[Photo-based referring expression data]
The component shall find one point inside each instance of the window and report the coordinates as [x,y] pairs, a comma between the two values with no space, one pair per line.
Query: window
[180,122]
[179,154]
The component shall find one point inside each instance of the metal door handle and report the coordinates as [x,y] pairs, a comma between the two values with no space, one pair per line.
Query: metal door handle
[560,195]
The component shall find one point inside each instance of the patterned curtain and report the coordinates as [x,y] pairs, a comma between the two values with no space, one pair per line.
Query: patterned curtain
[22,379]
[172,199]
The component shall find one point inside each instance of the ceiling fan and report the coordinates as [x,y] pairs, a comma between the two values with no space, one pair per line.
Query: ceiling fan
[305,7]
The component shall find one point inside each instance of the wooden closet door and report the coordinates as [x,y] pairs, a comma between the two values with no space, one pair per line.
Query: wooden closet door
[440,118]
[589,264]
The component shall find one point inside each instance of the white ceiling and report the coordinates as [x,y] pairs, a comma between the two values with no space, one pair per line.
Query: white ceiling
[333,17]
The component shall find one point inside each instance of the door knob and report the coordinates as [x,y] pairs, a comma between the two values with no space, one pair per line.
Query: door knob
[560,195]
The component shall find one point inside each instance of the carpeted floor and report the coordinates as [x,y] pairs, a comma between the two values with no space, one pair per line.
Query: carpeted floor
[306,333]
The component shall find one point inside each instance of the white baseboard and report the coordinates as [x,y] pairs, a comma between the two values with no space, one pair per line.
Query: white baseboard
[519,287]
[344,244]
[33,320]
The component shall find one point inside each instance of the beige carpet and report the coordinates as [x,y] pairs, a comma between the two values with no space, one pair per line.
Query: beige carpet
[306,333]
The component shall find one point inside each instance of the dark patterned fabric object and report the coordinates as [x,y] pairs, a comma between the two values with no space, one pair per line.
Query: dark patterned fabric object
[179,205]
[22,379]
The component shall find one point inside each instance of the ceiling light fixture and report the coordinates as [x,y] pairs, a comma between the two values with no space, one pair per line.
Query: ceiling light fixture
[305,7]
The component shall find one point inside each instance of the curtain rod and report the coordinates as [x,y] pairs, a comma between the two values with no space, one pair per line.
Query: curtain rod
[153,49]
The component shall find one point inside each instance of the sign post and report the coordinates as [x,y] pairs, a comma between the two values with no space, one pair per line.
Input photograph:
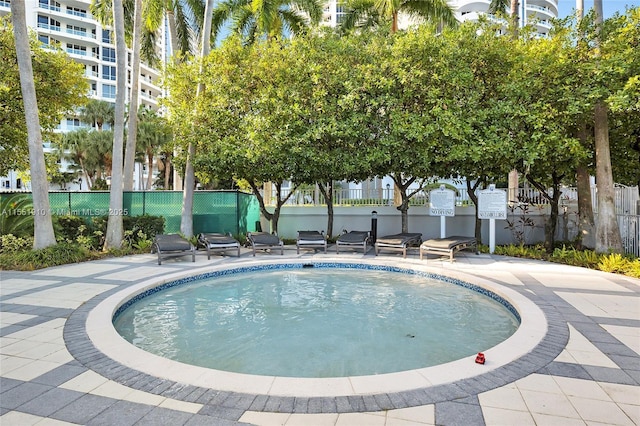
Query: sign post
[442,202]
[492,205]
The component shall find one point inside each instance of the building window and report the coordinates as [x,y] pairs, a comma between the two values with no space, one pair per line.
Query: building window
[77,11]
[108,72]
[76,49]
[109,91]
[109,54]
[73,123]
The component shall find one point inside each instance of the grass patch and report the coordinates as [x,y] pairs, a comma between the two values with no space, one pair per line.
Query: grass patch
[612,262]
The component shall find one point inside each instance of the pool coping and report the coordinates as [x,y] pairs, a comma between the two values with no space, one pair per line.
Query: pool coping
[93,341]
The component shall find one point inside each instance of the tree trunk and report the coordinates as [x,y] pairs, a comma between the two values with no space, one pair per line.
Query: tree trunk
[327,193]
[515,18]
[275,216]
[173,37]
[130,150]
[150,170]
[586,222]
[550,224]
[167,171]
[115,232]
[607,231]
[471,191]
[186,222]
[43,226]
[394,23]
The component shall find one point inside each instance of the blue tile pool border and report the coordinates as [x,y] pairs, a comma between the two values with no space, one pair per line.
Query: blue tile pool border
[323,265]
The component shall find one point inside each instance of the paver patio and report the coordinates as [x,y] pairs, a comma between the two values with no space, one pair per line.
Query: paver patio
[585,371]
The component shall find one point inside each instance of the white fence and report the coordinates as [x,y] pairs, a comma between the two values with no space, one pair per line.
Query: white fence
[626,201]
[626,198]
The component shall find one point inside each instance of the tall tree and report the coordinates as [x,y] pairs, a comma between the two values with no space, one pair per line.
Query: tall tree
[43,225]
[370,13]
[186,220]
[115,231]
[132,121]
[586,220]
[607,231]
[153,133]
[97,112]
[268,19]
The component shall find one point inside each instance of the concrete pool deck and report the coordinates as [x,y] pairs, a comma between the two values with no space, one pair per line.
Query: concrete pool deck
[584,371]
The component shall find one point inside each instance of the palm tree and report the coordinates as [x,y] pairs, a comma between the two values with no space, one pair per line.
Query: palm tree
[368,13]
[253,19]
[130,149]
[115,232]
[72,148]
[184,18]
[152,134]
[43,226]
[97,112]
[186,219]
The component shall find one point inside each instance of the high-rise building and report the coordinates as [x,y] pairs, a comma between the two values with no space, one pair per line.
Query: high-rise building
[69,25]
[533,12]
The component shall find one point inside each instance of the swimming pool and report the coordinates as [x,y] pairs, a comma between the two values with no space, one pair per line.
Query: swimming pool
[107,341]
[317,320]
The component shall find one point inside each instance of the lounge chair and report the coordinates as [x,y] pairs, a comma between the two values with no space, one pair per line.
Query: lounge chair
[215,242]
[311,239]
[448,246]
[264,241]
[353,239]
[400,242]
[172,245]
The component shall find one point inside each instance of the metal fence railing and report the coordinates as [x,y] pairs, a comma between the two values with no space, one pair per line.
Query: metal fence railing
[626,198]
[213,211]
[630,231]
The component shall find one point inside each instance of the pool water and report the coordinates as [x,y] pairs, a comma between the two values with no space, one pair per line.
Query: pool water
[327,322]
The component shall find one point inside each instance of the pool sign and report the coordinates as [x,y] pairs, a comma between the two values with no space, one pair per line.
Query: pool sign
[492,203]
[442,202]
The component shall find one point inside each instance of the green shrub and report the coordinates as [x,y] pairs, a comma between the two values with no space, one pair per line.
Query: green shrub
[59,254]
[9,243]
[614,262]
[16,215]
[633,268]
[150,225]
[68,227]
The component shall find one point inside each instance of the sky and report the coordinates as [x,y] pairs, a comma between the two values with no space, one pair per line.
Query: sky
[609,7]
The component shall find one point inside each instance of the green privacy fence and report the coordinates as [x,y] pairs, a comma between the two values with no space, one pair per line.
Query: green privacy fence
[213,211]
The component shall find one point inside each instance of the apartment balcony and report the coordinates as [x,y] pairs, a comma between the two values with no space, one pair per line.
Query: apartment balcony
[67,15]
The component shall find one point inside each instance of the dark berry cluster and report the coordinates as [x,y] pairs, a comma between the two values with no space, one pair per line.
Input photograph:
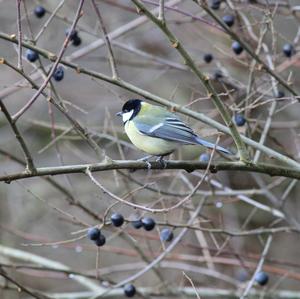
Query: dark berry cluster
[94,234]
[74,37]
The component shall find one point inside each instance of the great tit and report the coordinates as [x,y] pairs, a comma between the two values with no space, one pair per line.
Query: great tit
[157,131]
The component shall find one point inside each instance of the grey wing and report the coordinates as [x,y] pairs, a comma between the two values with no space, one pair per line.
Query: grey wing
[172,129]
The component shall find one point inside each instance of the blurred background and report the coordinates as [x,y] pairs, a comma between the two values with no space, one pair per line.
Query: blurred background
[47,217]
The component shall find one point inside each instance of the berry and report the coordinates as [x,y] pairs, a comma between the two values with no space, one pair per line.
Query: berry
[31,55]
[262,278]
[215,4]
[101,240]
[239,120]
[137,223]
[148,223]
[39,11]
[93,233]
[237,48]
[208,57]
[117,219]
[204,157]
[166,235]
[218,75]
[228,20]
[58,75]
[288,50]
[73,35]
[280,94]
[129,290]
[76,41]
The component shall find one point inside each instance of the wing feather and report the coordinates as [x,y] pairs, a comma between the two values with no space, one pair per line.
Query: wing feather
[172,129]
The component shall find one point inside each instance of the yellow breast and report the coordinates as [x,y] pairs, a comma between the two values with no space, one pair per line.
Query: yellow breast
[151,145]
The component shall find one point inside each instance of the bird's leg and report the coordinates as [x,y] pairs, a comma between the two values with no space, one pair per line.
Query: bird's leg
[145,159]
[162,162]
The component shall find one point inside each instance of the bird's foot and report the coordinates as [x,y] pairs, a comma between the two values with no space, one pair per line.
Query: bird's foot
[161,161]
[145,159]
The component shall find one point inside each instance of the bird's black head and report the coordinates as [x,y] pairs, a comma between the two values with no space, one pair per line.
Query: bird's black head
[130,109]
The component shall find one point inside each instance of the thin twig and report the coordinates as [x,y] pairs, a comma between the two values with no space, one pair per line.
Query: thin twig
[243,153]
[53,68]
[111,58]
[175,107]
[30,168]
[258,268]
[19,25]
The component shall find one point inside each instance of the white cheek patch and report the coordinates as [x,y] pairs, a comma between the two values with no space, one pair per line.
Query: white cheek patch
[126,116]
[154,128]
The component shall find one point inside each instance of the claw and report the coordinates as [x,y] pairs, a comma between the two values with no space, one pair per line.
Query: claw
[162,162]
[145,159]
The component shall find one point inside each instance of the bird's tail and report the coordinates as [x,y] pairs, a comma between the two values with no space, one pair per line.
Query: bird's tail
[212,145]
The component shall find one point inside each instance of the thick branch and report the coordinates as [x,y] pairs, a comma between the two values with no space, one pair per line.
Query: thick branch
[175,107]
[204,79]
[272,170]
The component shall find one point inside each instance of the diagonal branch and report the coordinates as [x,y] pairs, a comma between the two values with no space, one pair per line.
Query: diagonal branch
[53,68]
[30,169]
[157,99]
[236,37]
[244,156]
[272,170]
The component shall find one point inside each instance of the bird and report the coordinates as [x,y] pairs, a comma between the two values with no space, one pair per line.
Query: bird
[157,131]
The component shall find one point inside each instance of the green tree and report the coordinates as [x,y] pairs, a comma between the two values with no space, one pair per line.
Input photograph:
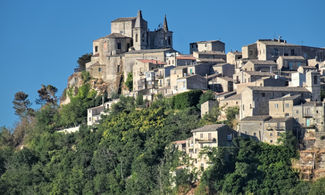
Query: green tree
[47,95]
[22,104]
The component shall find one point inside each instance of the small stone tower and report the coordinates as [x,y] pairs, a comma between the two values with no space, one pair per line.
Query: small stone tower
[140,33]
[313,84]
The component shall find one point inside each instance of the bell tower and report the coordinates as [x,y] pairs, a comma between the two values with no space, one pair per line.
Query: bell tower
[140,33]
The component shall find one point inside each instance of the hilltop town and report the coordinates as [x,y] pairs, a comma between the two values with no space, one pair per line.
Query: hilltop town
[277,86]
[140,117]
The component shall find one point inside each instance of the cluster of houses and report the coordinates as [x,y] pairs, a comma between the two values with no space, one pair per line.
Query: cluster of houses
[276,85]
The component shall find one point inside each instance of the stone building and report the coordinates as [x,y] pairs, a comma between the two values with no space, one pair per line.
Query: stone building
[207,107]
[265,128]
[190,82]
[130,39]
[260,66]
[144,74]
[271,49]
[221,84]
[283,106]
[255,100]
[207,46]
[216,135]
[224,69]
[94,114]
[310,80]
[233,57]
[291,63]
[310,115]
[175,59]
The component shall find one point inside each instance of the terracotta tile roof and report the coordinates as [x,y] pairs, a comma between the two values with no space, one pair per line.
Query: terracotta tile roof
[151,51]
[286,97]
[124,19]
[180,142]
[234,97]
[256,118]
[152,61]
[284,89]
[292,57]
[262,62]
[185,57]
[211,41]
[256,73]
[213,127]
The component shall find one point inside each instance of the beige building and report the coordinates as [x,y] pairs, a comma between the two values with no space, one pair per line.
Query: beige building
[94,115]
[130,39]
[205,46]
[291,63]
[255,100]
[188,83]
[271,49]
[221,84]
[224,69]
[310,115]
[144,73]
[217,135]
[233,57]
[208,106]
[265,128]
[283,106]
[260,66]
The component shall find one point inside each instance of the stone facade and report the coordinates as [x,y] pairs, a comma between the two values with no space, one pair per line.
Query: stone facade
[217,135]
[271,49]
[265,128]
[114,55]
[207,107]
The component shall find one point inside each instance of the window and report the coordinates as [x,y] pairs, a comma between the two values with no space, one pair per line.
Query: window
[315,80]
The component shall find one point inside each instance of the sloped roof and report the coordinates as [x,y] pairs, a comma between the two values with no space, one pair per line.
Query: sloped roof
[286,97]
[124,19]
[262,62]
[257,118]
[284,89]
[185,57]
[152,61]
[213,127]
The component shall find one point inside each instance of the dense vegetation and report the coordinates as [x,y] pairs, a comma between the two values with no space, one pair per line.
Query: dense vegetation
[130,151]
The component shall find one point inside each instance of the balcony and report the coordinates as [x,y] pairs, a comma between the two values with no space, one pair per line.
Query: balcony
[202,140]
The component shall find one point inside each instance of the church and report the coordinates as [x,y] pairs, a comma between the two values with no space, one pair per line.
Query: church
[115,54]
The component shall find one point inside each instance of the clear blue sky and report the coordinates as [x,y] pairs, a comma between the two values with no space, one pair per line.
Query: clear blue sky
[40,41]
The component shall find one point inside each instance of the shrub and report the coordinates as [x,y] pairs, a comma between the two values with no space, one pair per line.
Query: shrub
[187,99]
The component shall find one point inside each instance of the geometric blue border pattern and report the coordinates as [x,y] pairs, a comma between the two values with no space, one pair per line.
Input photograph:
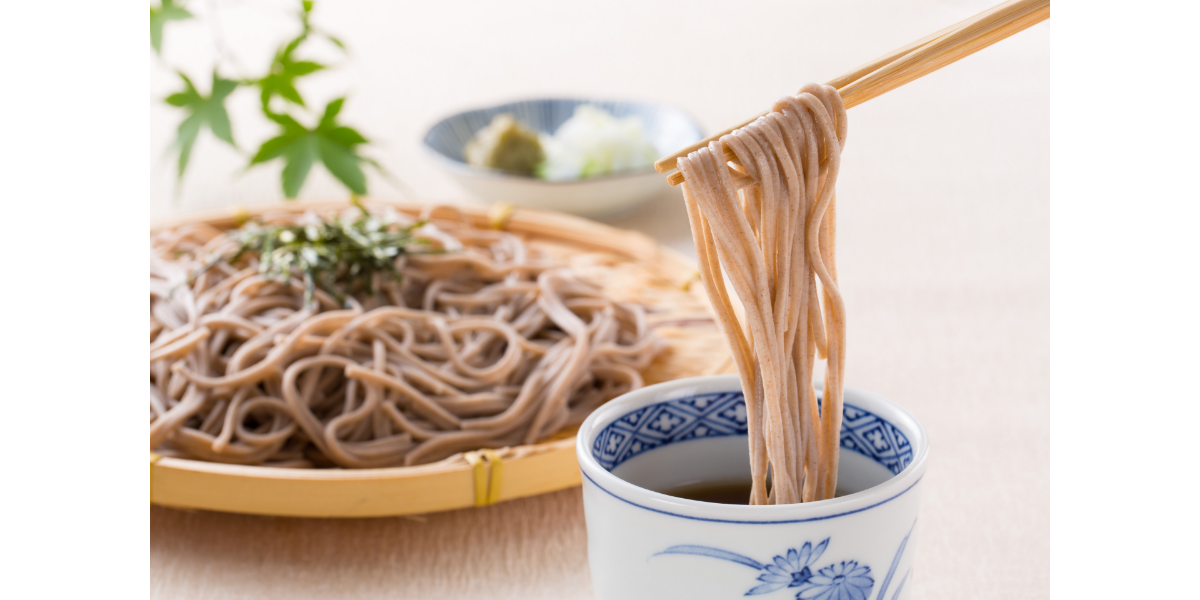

What to produce: Output exactly the lines above that lie between the line with "of the curtain" and the line with "of the tree", those two lines included, and no pictures.

Your response:
The component shall find one point inside each instance of the curtain rod and report the coordinates as [x,y] pairs, a comma between the two values with no space, one pair per line.
Query: curtain rod
[153,49]
The component shall find one point inside each instance of the sign post and report the coordinates as [x,y] pairs, a comma between the two values with no space, one pair per line.
Input photograph:
Query: sign post
[442,202]
[492,205]
The component shall find one point inside each instance of the building window and report the coordinates as [x,y] pairs, a comma between the two values with no space, one pair per line.
Query: building window
[77,11]
[108,72]
[76,49]
[109,91]
[109,54]
[73,123]
The component shall find one point inside each instance of the grass patch and report the coordinates as [x,y] pairs, a comma between the two values with no space, one pair per line.
Query: grass patch
[612,262]
The component shall find one point inside each instance of the pool coping and report the coordinates as [x,y] pairs, a comma between the two values with no space, one pair per line.
Query: pool coping
[93,341]
The component shall find one point inside each instance of the tree trunk and report the coordinates as [x,y] pairs, a comma between the two values with no space, one pair per line.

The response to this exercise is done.